Please rewrite the data below, starting at the line that contains "Q: Locate the blurred" and ending at the final line of the data, both included, and shift every coordinate in the answers by adding 43 to each x and each y value. Keep every other line of that span as it is, but leave the pictures out.

>> begin SUPPLIED RECORDS

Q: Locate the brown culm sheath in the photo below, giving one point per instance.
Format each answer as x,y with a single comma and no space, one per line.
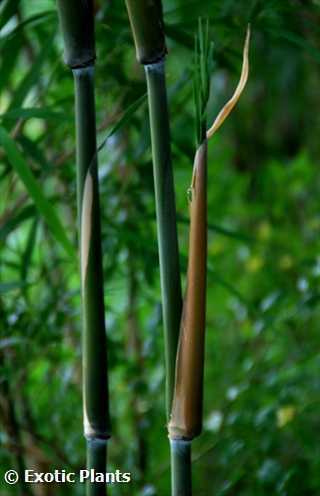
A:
186,415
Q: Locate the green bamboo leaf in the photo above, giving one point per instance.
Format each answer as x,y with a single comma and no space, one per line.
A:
28,251
33,20
35,191
25,214
11,286
7,11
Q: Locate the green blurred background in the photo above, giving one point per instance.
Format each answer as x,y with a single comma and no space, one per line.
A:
262,378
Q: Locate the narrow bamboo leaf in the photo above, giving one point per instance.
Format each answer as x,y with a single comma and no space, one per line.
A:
8,64
229,106
38,113
27,255
35,191
25,214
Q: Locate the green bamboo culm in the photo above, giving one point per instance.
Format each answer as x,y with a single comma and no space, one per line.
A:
147,27
186,415
77,24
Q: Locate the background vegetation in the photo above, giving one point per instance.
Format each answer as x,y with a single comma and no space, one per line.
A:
262,364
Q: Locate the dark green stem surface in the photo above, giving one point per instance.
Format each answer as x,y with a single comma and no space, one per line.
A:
181,476
95,383
166,219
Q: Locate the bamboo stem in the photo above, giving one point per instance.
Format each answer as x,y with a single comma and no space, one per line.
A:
95,383
181,481
166,219
96,460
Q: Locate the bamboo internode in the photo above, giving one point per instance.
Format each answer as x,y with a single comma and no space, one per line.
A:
147,28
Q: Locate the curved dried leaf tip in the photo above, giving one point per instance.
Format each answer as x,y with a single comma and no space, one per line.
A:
229,106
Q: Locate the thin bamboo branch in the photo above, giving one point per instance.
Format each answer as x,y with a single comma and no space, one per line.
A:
181,480
166,219
77,24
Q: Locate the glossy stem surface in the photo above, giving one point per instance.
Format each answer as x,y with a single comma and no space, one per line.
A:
95,367
181,483
166,219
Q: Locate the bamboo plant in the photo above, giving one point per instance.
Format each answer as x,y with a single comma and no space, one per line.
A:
184,326
186,415
77,24
147,28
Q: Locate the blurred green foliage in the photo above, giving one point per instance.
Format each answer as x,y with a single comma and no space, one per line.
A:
262,363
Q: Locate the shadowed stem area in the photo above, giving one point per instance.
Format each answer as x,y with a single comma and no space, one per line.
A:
95,384
181,480
166,219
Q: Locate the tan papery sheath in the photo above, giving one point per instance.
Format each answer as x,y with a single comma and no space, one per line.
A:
186,415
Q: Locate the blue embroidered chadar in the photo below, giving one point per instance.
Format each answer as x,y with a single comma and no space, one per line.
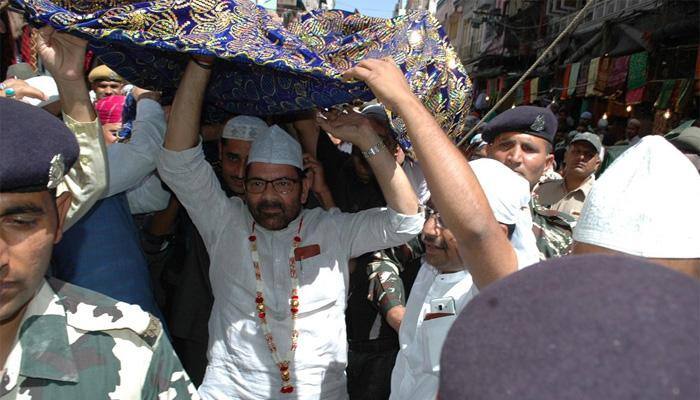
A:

>> end SUPPLIED RECORDS

| EXERCISE OUTPUT |
Q: Locate the blurred green foliage in the photo above, giving one point per instance.
Format each answer as x,y with a single comma and no space, one per line.
A:
305,406
Q: Locate the shadowed stem area in the photo above, giving one point per instance.
Format each answer as x,y with a single comma and no space, one per line.
A:
138,427
224,523
209,262
Q: Locate the tan papery sheath in the photo above, giving one point per instance.
Format each answer as x,y with a single comma and no space, one per line.
A:
229,458
Q: Locate the blue embroidered chadar in the photo below, giving one point per instance.
Format each answer as x,y with a single comma and no space, one per line.
A:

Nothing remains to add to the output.